What you are asked to do. Give an exact reproduction of all the lines in the listing.

((

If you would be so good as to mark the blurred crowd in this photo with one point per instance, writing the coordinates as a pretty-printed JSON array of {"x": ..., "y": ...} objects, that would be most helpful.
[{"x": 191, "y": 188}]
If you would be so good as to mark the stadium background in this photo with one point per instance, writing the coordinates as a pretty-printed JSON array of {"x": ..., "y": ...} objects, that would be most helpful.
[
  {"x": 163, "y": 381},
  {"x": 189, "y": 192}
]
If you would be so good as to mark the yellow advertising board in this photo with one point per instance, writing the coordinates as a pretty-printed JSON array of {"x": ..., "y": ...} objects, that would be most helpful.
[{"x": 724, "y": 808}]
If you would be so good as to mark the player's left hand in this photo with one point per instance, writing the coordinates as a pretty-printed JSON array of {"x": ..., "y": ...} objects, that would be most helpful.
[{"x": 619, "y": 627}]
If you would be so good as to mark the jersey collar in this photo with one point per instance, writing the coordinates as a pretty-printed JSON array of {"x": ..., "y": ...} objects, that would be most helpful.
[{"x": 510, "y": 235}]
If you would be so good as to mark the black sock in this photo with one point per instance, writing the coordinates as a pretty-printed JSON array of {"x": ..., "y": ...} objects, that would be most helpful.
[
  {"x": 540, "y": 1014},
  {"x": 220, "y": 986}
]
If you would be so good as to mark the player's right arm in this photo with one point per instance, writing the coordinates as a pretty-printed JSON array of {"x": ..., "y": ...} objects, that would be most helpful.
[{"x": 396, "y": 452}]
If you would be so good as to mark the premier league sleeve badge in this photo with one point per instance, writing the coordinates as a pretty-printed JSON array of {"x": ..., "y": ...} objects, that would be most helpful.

))

Answer section.
If you would be so good as to mark the blurred crowd in this photo with one point per instance, writing the coordinates as a pretty-printed JSON array of {"x": ..., "y": ...} objects, that would be most helpful.
[{"x": 191, "y": 188}]
If you would be so good as to mark the stadium background in this photo with one point per instance, writing the coordinates as a pretty-printed JSON array of {"x": ..., "y": ...} objects, that would be most helpful.
[
  {"x": 163, "y": 381},
  {"x": 189, "y": 192}
]
If you would be so good as to mark the yellow advertising board in this photo with one point per instance, writing the coordinates as a pretty-printed JSON array of {"x": ..., "y": ...} objects, that would be most helpful.
[{"x": 724, "y": 808}]
If you would be so good as to mark the player's left hand in this photo with one point per instance, writing the coordinates as a pretty-printed JSON array of {"x": ..., "y": ...} objects, that would be most helpful.
[{"x": 619, "y": 627}]
If you would be so good as to mark the jersey collar in this photo with one point per instance, writing the coordinates as a pretty-printed JSON array of {"x": ..., "y": ...} objects, that would be most helpful.
[{"x": 510, "y": 235}]
If you would be so good as to mark the black sock in this photo with one point per instance, writing the coordinates as a pretty-printed JSON array of {"x": ..., "y": ...} objects, that would be most helpful.
[
  {"x": 540, "y": 1014},
  {"x": 220, "y": 986}
]
If you would be so good as to mark the player's right arm in this photo with one point per instance, writing the coordinates as a pretty-printed JSON array of {"x": ..., "y": ...} objects, that would be most helpful.
[{"x": 396, "y": 452}]
If you would be so good as to mark the premier league sleeve badge in this photo with one point per instance, writing the coordinates as a pretty-printed JSON array of {"x": ..., "y": ...} objects, that would be most helpful.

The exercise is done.